→ **What is expected**
Can the data below be echoed back word for word?

→ **Data rows**
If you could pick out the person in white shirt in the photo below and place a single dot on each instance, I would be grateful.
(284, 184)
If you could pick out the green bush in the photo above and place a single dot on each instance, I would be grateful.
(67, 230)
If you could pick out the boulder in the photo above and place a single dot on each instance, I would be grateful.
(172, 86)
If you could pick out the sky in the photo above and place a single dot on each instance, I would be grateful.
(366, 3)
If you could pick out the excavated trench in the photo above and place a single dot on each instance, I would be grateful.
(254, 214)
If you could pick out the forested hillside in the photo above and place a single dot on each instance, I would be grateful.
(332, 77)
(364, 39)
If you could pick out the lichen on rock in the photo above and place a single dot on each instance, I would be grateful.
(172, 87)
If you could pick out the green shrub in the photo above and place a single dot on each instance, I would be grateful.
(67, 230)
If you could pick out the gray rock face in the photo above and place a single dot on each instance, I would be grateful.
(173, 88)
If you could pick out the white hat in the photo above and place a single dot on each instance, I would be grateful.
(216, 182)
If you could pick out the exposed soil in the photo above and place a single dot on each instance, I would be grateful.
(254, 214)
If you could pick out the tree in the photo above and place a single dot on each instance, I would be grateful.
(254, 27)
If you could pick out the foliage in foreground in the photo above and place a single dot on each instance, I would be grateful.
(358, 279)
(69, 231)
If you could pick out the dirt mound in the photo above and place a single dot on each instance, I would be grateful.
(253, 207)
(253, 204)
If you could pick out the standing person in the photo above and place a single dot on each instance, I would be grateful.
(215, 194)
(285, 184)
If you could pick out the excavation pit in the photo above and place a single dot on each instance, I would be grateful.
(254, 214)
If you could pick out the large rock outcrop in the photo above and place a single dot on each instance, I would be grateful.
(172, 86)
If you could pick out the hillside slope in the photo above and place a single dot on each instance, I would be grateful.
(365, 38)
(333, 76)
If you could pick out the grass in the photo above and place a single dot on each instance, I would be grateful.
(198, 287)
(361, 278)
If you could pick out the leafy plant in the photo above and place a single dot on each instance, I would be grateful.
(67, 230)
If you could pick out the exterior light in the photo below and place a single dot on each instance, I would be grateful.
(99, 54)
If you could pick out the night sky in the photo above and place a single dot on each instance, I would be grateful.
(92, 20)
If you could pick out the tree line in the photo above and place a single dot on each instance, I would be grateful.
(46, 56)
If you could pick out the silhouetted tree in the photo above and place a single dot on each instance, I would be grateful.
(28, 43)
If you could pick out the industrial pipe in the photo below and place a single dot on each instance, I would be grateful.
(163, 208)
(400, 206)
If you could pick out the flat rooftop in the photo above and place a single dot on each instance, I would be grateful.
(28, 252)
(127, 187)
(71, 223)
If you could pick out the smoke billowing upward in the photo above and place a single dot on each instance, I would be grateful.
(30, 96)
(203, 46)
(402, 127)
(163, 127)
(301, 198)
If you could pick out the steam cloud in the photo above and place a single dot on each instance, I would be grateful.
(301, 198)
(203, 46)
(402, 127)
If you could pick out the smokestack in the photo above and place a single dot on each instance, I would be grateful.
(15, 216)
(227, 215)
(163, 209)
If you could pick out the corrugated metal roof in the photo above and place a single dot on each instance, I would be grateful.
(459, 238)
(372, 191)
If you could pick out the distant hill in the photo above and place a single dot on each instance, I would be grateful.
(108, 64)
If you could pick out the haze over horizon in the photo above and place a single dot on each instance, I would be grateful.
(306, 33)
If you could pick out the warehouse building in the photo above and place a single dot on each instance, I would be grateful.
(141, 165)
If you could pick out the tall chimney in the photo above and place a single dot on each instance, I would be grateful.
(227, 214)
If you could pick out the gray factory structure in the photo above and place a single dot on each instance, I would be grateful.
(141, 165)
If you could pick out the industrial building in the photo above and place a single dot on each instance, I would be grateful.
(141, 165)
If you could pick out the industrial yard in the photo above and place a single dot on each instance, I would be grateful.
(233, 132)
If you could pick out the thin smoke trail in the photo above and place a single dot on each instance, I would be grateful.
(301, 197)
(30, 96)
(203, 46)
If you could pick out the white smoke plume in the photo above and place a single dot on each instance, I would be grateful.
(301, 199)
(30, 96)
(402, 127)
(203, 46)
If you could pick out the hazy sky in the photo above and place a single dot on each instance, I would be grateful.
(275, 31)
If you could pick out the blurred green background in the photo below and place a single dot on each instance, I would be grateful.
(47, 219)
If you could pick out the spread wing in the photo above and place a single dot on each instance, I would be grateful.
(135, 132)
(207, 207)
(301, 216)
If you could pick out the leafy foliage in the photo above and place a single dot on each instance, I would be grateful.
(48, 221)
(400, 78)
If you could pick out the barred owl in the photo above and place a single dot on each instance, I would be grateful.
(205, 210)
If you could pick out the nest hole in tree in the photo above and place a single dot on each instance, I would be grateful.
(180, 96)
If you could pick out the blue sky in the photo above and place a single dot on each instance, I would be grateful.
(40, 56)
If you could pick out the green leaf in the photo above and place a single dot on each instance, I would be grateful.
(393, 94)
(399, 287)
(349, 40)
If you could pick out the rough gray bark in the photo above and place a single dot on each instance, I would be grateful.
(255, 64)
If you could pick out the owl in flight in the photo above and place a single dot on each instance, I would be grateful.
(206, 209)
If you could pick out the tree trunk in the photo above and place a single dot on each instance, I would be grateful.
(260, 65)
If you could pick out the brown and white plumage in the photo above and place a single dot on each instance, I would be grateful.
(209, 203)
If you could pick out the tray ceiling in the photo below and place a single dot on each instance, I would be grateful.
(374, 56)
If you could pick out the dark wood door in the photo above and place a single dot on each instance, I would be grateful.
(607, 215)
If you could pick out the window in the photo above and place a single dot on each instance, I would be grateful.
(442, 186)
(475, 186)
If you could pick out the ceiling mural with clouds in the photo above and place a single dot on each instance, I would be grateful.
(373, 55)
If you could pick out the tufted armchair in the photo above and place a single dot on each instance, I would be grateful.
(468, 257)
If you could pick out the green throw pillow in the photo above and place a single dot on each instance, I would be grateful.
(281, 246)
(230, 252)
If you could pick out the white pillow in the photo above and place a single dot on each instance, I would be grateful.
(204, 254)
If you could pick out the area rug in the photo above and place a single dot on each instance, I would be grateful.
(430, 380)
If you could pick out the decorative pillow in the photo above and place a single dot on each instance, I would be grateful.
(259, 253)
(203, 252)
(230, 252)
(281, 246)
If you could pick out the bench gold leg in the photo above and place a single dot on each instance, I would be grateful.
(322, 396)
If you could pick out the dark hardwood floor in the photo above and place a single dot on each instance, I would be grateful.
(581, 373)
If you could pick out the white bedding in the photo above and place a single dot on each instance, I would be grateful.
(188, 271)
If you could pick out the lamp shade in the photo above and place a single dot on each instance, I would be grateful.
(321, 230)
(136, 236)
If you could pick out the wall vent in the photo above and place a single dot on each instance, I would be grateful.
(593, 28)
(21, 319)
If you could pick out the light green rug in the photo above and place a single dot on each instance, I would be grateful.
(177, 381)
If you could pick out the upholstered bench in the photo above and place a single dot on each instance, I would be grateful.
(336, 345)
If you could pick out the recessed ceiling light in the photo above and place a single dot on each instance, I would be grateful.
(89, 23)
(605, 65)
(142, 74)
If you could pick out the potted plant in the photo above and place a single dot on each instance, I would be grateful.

→ **Complete answer**
If you could pick out the person in white shirt in the photo below and place a single dot on each instance, I would be grateful.
(284, 184)
If you could pick out the green bush in the photo above and place a single dot on each instance, I would be grateful.
(67, 230)
If you could pick out the boulder in the photo above and place a single dot on each instance, I would be grateful.
(172, 86)
If you could pick out the sky in the photo above and place a single dot on each instance, I would be grateful.
(366, 3)
If you could pick out the excavated trench in the photo above and place a single dot on each instance, I would be grateful.
(254, 214)
If you could pick out the forested hillside in the photo above and place a single dot on each instance, I would be grateful.
(332, 77)
(364, 39)
If you could pick out the lichen on rock in the photo above and place a single dot on each instance, I would be grateful.
(172, 87)
If you could pick out the green shrub in the photo above and place a single dot on each instance, I would be grateful.
(67, 230)
If you could pick out the gray rock face in the photo above and place a single dot on each instance, I would be grateful.
(173, 88)
If you could pick out the white hat in the photo above and place a single dot on each instance, I would be grateful.
(216, 182)
If you could pick out the exposed soil in the photo above and place a single dot on each instance, I would be grateful.
(254, 214)
If you could pick out the tree in the photo above and place a single dot on each instance, I would be grateful.
(254, 27)
If you could pick out the foliage in foreground in the photo above and place a single dot on each instance, I would be grateful.
(358, 279)
(69, 231)
If you could pick out the dirt mound in the photo above and place a single dot on each instance, I would be grateful.
(253, 207)
(253, 204)
If you could pick out the standing person in the photo above and place a single dot on each instance, I would be grateful.
(215, 194)
(285, 184)
If you could pick out the excavation pit in the photo above and place a single dot on each instance, I would be grateful.
(254, 214)
If you could pick out the large rock outcrop in the photo above and place a single dot on each instance, I would be grateful.
(172, 86)
If you could pick out the hillside slope in the photo above and place a single dot on each instance, I would be grateful.
(365, 38)
(333, 76)
If you could pick out the grass in the photo above and place a single dot on each instance, I would be grateful.
(198, 287)
(361, 278)
If you could pick out the leafy plant in the photo above and place a single dot on each instance, I would be grateful.
(67, 230)
If you could pick out the exterior light in the photo below and place a single dot on each instance, I would be grateful.
(99, 54)
If you could pick out the night sky in the photo above and place a single dot on each instance, I would be grateful.
(92, 20)
If you could pick out the tree line in the photo above and place a single dot on each instance, I would be grateful.
(46, 56)
If you could pick out the silhouetted tree in the photo above and place a single dot on each instance, I would be grateful.
(28, 43)
If you could pick out the industrial pipe in the photo below and place a single dot on each instance, I would be grateful.
(163, 208)
(400, 206)
If you could pick out the flat rooftop in the photo above and place a single dot on each instance, I would be grateful.
(28, 252)
(127, 187)
(71, 223)
If you could pick out the smoke billowing upward in the photo above and place a single dot on each instance, I would be grateful.
(30, 96)
(203, 46)
(402, 127)
(163, 127)
(301, 198)
If you could pick out the steam cloud in the photo above and place a single dot on each instance, I would be grateful.
(301, 198)
(203, 46)
(402, 127)
If you could pick out the smokestack in the photo above and place a single dot on each instance, I would be grateful.
(15, 216)
(227, 215)
(163, 209)
If you could pick out the corrugated metal roof in the photo above and place a single dot on each instance, I would be grateful.
(459, 238)
(372, 191)
If you could pick out the distant hill in the photo above and place a single dot on each instance, I would be grateful.
(108, 64)
If you could pick out the haze over horizon in the photo above and place a single dot on each instance, I would be grateful.
(306, 33)
If you could pick out the warehouse building in the photo above and place a single dot on each instance, I would be grateful.
(141, 165)
If you could pick out the tall chimney in the photo above and place a single dot on each instance, I would be grateful.
(227, 214)
If you could pick out the gray factory structure in the photo above and place a single dot on each instance, I would be grateful.
(141, 165)
If you could pick out the industrial building in the photo above and place a single dot on each instance, I would be grateful.
(141, 165)
If you could pick out the industrial yard in the photo above and place a single dot on each instance, I would be grateful.
(233, 132)
If you could pick out the thin smoke trail in the photo above and place a single dot on each instance, I would be grateful.
(301, 197)
(30, 96)
(203, 46)
If you could pick out the white smoke plume in the photo above and place a single dot on each instance, I would be grateful.
(301, 199)
(30, 96)
(402, 127)
(203, 46)
If you could pick out the hazy sky in the photo above and place a single dot on each instance, I would be grateful.
(275, 31)
If you could pick out the blurred green background in the photo below and place a single dot on each instance, I would be grateful.
(47, 219)
If you could pick out the spread wing in the photo above and place a single dot on each instance, I would be grateful.
(135, 132)
(207, 207)
(301, 216)
If you could pick out the leafy foliage in the photo above and place a single dot on each instance, I would be grateful.
(48, 221)
(400, 78)
If you could pick out the barred owl in the photo above and place a single dot on each instance, I would be grateful.
(205, 210)
If you could pick out the nest hole in tree in the photo above and place a single dot on each instance, I would be grateful.
(180, 96)
If you could pick out the blue sky in the photo above and place a single dot on each instance, I would be grateful.
(40, 56)
If you could pick out the green leaf in the photo above and place a single dot on each instance, I would be grateful.
(393, 94)
(399, 287)
(349, 40)
If you could pick out the rough gray bark in the photo above and place a single dot on each instance, I would be grateful.
(255, 64)
If you could pick out the owl in flight in the photo above and place a single dot on each instance, I would be grateful.
(206, 209)
If you could pick out the tree trunk in the photo above and place a single dot on each instance, I would be grateful.
(260, 65)
If you could pick out the brown and white plumage in the photo above and place a single dot on each instance, I would be grateful.
(209, 203)
If you could pick out the tray ceiling in the photo below and place a single dot on each instance, I would be grateful.
(374, 56)
If you could pick out the dark wood door in the photo above and place a single dot on each instance, I would be grateful.
(607, 215)
If you could pick out the window in the photo above and place a single dot on each instance, I would be grateful.
(442, 186)
(475, 186)
If you could pick out the ceiling mural with clouds in the photo above and place a single dot on each instance, I would be grateful.
(373, 55)
If you could pick out the tufted armchair in the photo above and place a single dot on each instance, I would be grateful.
(468, 257)
If you could pick out the green throw pillow in the photo above and place a single dot on each instance, I would be grateful.
(281, 246)
(230, 252)
If you could pick out the white pillow in the photo above and place a single dot on each instance, I would be grateful.
(204, 254)
If you could pick out the area rug in the photo above and place a single dot on each instance, I would be grateful.
(430, 380)
If you could pick out the decorative pillow in the photo above and place a single dot on each instance, I would be grateful.
(259, 253)
(203, 252)
(230, 252)
(281, 246)
If you could pick out the bench gold leg in the photo above and place a single dot on each instance, I would be grateful.
(322, 396)
If you could pick out the dark hardwood floor in the photo above and place a single dot on each instance, I would be grateful.
(581, 373)
If you could pick out the white bedding in the photo above and place a single dot on each instance, I would be grateful.
(188, 271)
If you could pick out the lamp shade in the photo above and place a single dot on each instance, I would be grateful.
(321, 230)
(136, 236)
If you could pick out the wall vent in the photo above and place a single dot on each instance, I would be grateful.
(593, 28)
(21, 319)
If you could pick out the light green rug in the photo above and place a single dot on each instance, I would be grateful.
(177, 381)
If you could pick out the upholstered bench in the photo above and place a single dot on each instance, I would be grateful.
(336, 345)
If you could pick out the recessed ceiling light in the photo above and place a single dot on each instance, I would be grateful.
(89, 23)
(605, 65)
(142, 74)
If you could pick out the potted plant in the photo above and place a single dot on each instance, I would be grateful.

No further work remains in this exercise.